> [Records from a data source]
[Start of Attachment]
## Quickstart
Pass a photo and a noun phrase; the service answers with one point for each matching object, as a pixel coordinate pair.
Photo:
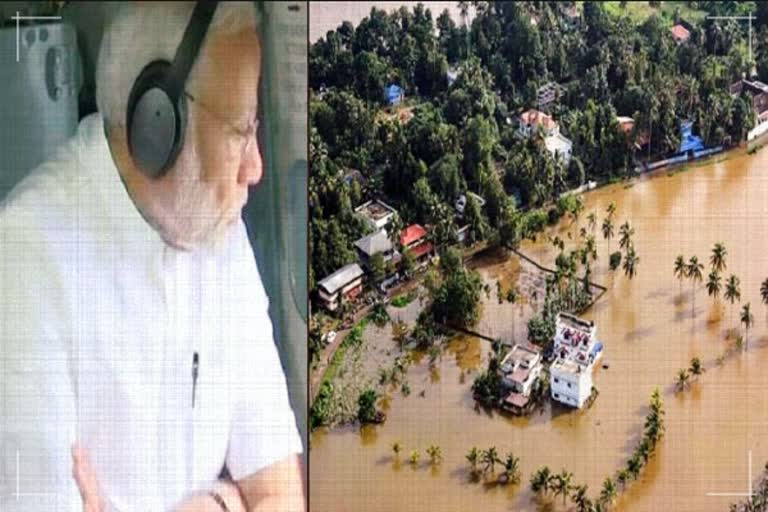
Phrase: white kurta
(99, 324)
[End of Attachment]
Only the text of the records belongs in your answer, copied exactly as it appears above.

> [RESPONSE AREA]
## Quickstart
Pass a photo and a noun phrase; the service answers with one point for each matching object, as a pixel coordinate pair.
Photo:
Phrase: white kurta
(99, 324)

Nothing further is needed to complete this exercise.